- _Exercise_
Reproduce all of the entries below with every occurrence of "laid out like this form" replaced by "in this format", leaving everything else unchanged. Leave the pictures out of your output.

- _Entries provided_

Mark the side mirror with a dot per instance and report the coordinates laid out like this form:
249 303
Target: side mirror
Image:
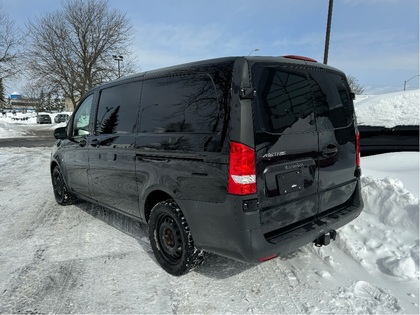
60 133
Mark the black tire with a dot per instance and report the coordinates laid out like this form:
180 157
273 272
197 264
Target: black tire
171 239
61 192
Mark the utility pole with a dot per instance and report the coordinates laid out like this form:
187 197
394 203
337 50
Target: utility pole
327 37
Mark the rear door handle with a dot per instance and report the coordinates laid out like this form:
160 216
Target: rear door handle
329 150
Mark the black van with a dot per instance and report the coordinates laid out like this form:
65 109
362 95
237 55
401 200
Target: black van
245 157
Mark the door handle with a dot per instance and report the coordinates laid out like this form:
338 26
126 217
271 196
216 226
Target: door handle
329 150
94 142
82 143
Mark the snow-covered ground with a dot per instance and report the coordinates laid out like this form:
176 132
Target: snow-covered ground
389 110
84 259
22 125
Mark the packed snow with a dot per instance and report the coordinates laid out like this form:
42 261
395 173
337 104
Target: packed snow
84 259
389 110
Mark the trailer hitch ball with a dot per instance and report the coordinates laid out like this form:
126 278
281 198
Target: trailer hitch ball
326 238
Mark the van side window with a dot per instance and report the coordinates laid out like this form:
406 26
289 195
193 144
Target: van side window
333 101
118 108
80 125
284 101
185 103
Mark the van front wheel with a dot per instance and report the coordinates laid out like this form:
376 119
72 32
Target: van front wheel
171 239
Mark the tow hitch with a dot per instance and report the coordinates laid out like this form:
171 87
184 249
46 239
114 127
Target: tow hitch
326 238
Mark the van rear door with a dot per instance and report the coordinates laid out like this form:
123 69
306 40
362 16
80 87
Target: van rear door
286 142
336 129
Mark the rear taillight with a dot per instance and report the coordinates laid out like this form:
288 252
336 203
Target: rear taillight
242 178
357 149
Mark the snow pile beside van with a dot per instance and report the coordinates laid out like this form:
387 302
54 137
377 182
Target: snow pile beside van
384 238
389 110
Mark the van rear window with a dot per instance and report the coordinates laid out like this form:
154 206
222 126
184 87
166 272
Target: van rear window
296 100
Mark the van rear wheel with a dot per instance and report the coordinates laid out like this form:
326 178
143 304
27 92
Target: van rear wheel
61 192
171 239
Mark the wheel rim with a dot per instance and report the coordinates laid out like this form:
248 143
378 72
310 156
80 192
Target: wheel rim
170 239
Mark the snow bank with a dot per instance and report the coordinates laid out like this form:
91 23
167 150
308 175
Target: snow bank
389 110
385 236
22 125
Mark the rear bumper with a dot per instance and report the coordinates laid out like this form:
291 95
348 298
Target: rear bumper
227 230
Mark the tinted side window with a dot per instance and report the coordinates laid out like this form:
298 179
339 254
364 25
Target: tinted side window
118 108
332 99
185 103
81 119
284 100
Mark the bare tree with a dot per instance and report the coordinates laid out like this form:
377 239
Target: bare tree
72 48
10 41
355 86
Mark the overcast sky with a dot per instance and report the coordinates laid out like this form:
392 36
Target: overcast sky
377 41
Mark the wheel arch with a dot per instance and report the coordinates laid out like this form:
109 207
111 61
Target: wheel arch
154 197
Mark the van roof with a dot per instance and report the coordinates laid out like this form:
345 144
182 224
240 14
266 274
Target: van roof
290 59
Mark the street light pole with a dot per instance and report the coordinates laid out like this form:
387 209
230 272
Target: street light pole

- _Output of the task_
Mark the side mirror with a dot per instance and report the coordinates in this format:
249 303
Target: side mirror
Image:
60 133
Mark the black tire with a dot per instance and report the coordinates in this format:
180 157
273 272
197 264
Target: black tire
171 239
61 192
Mark the utility pole with a dot per instance and report the coordinates in this format:
187 197
394 203
337 50
Target: utility pole
327 37
Mark the rear door handle with a dot per instance and report the coordinates in this format:
160 216
Target: rear door handle
329 150
Mark the black van with a dot per instance and report the coordinates in this format:
65 109
362 95
237 55
401 200
Target: black van
245 157
Mark the door handle with a dot per instance and report the coordinates in this format:
338 26
126 217
271 196
216 226
Target: door handle
329 150
94 142
82 143
Mark the snow-covered ground with a dot per instance and report the coordinates in this format:
176 132
Target: snow-covered ground
389 110
84 259
22 125
Mark the packed snow with a dot per instance and report the coordinates in this format:
42 261
395 173
337 104
Target: packed snow
84 259
389 110
Mark the trailer hitch ball with a dot per instance and report the coordinates in this format:
126 278
281 198
Target: trailer hitch ball
326 238
Mark the van side window with a dot per instance and report the coordinates in this format:
406 26
289 195
193 144
Target: van side window
333 101
118 108
80 125
284 101
185 103
Mark the van front wheel with a dot per instance and report the coordinates in this format:
376 119
72 32
Target: van front wheel
171 239
Mark the tow hitch with a dot per instance and report the coordinates in this format:
171 87
184 249
46 239
114 127
Target: tow hitch
326 238
Mark the van rear door with a dot per instance and report the coordinates in this format:
123 69
306 40
362 16
80 87
Target: van rear door
286 142
336 129
Mark the rear taillight with a dot per instance and report the coordinates in this format:
288 252
336 203
Target: rear taillight
242 178
357 149
Mark the snow pile beside van with a dot per instance and report the coordinates in this format:
387 302
54 137
377 182
Target: snow pile beside van
384 238
389 110
Mark the van rear window with a dot per instance and report the coordinates in this format:
154 206
222 126
184 87
166 272
Target: van rear window
296 100
Mark the van rear wheel with a dot per instance and report the coordinates in this format:
326 178
143 304
27 92
Target: van rear wheel
61 192
171 239
Mark the wheel rim with a dot per instance and report the coordinates in this format:
248 143
378 72
310 156
80 192
Target: wheel rim
170 239
Mark the snow bank with a dot per instance and report the coordinates in this format:
91 23
167 150
308 175
Target: snow bank
389 110
385 236
22 125
Mark the rear bumper with a dot per instance and report the coordinates in this format:
291 95
348 298
Target: rear bumper
227 230
Mark the tinted side window with a dot per instance and report the coordinates in this format:
298 179
339 254
364 25
Target: tinted side window
118 108
332 99
185 103
81 119
284 100
Mark the bare tree with a dot per instance and report the coordinates in this format:
377 239
Target: bare tree
72 48
10 41
355 86
Mark the overcast sky with a dot per instance and report the coordinates in this format:
392 36
Target: overcast sky
377 41
Mark the wheel arch with a dot per instance and report the coordinates in this format:
109 207
111 61
Target: wheel arch
154 197
Mark the van roof with a dot per instance and report the coordinates in this format:
345 144
182 224
240 14
266 274
Target: van roof
290 59
Mark the street light pole with a dot per instance and report the coordinates in this format:
387 209
230 272
Target: street light pole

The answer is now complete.